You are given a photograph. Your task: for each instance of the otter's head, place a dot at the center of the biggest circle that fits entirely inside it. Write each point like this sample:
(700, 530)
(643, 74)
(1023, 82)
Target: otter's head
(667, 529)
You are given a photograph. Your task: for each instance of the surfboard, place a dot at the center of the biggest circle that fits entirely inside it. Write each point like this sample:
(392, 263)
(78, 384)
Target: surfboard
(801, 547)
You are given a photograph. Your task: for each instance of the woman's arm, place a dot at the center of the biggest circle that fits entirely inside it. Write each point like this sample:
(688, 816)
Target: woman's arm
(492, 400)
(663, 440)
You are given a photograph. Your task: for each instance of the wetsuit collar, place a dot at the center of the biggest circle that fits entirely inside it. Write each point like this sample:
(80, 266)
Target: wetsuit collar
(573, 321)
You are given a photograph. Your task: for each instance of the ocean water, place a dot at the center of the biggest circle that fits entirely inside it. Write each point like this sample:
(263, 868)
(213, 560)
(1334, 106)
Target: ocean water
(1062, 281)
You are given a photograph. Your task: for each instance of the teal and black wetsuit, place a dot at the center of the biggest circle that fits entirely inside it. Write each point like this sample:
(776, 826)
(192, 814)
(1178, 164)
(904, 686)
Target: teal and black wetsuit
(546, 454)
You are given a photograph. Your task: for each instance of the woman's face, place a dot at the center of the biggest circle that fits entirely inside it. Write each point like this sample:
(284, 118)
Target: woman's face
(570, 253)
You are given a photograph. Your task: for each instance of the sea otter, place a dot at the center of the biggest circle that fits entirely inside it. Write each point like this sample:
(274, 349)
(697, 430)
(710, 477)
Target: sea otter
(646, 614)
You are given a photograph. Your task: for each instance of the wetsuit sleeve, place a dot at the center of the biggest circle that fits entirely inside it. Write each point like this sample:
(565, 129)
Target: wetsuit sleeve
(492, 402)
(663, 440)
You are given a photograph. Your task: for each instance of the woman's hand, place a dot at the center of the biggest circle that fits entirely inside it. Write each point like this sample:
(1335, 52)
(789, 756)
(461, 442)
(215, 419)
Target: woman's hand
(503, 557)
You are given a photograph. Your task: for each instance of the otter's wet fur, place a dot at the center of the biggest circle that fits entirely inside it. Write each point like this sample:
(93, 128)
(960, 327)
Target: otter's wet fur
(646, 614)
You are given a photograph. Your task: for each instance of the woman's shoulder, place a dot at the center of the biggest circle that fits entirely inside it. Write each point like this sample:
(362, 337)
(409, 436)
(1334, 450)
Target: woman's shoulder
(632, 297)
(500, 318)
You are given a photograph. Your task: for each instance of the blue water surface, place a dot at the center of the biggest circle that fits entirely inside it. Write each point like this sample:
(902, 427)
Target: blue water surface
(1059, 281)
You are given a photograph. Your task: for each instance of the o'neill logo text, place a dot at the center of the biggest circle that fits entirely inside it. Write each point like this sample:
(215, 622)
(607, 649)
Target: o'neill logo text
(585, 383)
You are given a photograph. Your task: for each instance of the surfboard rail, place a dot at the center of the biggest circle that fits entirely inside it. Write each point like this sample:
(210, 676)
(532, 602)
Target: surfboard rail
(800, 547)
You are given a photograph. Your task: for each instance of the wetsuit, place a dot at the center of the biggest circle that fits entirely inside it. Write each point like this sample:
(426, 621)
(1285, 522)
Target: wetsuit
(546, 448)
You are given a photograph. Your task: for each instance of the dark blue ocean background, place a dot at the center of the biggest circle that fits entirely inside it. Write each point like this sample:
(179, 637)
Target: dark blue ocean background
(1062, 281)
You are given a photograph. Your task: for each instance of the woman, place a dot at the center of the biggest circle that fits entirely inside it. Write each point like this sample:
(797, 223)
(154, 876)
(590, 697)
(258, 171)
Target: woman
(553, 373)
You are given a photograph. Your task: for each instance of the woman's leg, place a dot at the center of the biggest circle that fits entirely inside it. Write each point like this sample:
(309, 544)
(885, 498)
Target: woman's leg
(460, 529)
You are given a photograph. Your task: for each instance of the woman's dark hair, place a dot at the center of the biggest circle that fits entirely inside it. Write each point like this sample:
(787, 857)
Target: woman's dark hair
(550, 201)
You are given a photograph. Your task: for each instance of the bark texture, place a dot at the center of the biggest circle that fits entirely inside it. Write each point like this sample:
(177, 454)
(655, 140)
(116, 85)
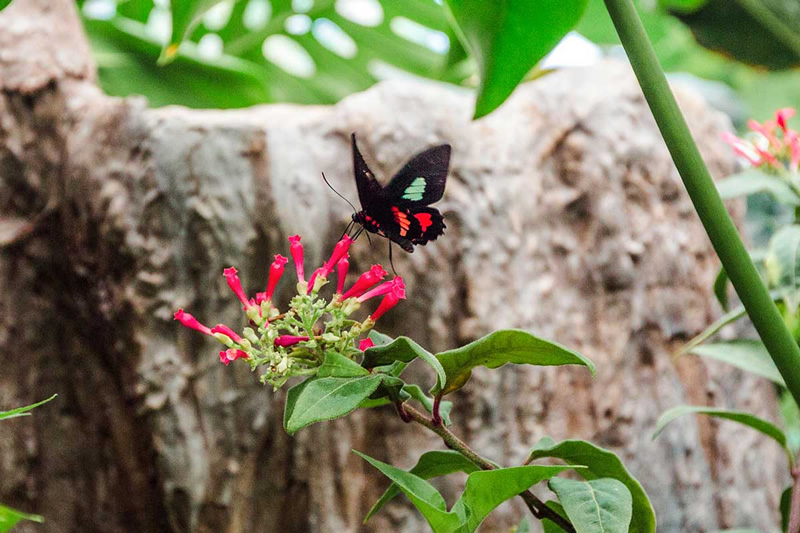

*Task directions*: Please pick out every line of the data above that contains the word "neill", and copy each one in full.

*The completed task*:
You are given a photograph. Your task: for each instance of the o'neill logo text, place a dot at the center of the biggest circle that fits entirely inside it. Write each point like this sample:
Target: o'neill logo text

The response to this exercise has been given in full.